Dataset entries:
-- Begin --

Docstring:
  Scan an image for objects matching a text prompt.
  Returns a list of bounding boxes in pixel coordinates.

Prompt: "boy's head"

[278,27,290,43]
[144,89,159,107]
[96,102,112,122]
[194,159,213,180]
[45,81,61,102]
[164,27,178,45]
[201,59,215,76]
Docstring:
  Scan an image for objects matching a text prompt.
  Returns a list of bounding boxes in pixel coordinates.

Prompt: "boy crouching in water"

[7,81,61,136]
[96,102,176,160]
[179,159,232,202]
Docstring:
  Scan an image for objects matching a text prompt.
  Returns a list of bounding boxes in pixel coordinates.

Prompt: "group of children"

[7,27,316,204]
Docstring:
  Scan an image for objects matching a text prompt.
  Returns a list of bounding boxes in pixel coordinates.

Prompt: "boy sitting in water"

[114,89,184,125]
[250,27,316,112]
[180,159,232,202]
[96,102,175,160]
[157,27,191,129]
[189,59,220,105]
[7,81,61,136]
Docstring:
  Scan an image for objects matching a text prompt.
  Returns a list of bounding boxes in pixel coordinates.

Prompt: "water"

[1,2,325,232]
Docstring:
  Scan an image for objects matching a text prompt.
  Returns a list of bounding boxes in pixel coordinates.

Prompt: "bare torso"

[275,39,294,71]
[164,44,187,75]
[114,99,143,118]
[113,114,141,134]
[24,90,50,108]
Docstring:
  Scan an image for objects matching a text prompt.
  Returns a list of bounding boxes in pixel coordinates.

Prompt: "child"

-- End --

→ Challenge
Copy out every record above word for word, keeping each line and its order unchanged.

→ Task result
Docstring:
  Scan an image for objects matching a text prompt.
  Returns a list of bounding boxes in pixel coordinates.

Prompt: "boy's head"

[278,27,290,43]
[144,89,159,107]
[96,102,112,122]
[194,159,213,180]
[45,81,61,102]
[164,27,178,45]
[201,59,215,76]
Docstring:
  Scan an image for objects matching a text prompt.
  Returns a list of bounding boxes in pixel coordinates.

Prompt: "boy crouching in water"

[7,81,61,136]
[96,102,176,160]
[179,159,232,202]
Docstring:
  Scan an image for objects matching a text prompt.
  Returns a list of bounding boxes in pixel coordinates.

Prompt: "group of children"

[7,27,316,204]
Docstring:
  Scan an image for objects matching a text prompt.
  Returns a list of bounding boxes in pixel coordinates.

Prompt: "boy sitting in water"

[114,89,184,125]
[250,27,316,112]
[180,159,232,202]
[96,102,175,160]
[157,27,191,129]
[189,59,220,105]
[7,81,61,136]
Docstring:
  Scan an image for objects matching a text prompt.
  Returns a list of bounding boxes in pixel coordinates.

Prompt: "water"

[1,2,325,232]
Docstring:
  Scan an image for objects matching a text prompt.
  Returns a list of bounding boxes in pixel coordinates.

Prompt: "bare torso"

[275,39,294,71]
[164,44,187,75]
[114,99,143,118]
[113,114,141,134]
[24,90,50,108]
Docstring:
  Scan an image for objects matching a text prompt.
  Returns a list of bounding boxes in pixel coordinates.

Prompt: "child"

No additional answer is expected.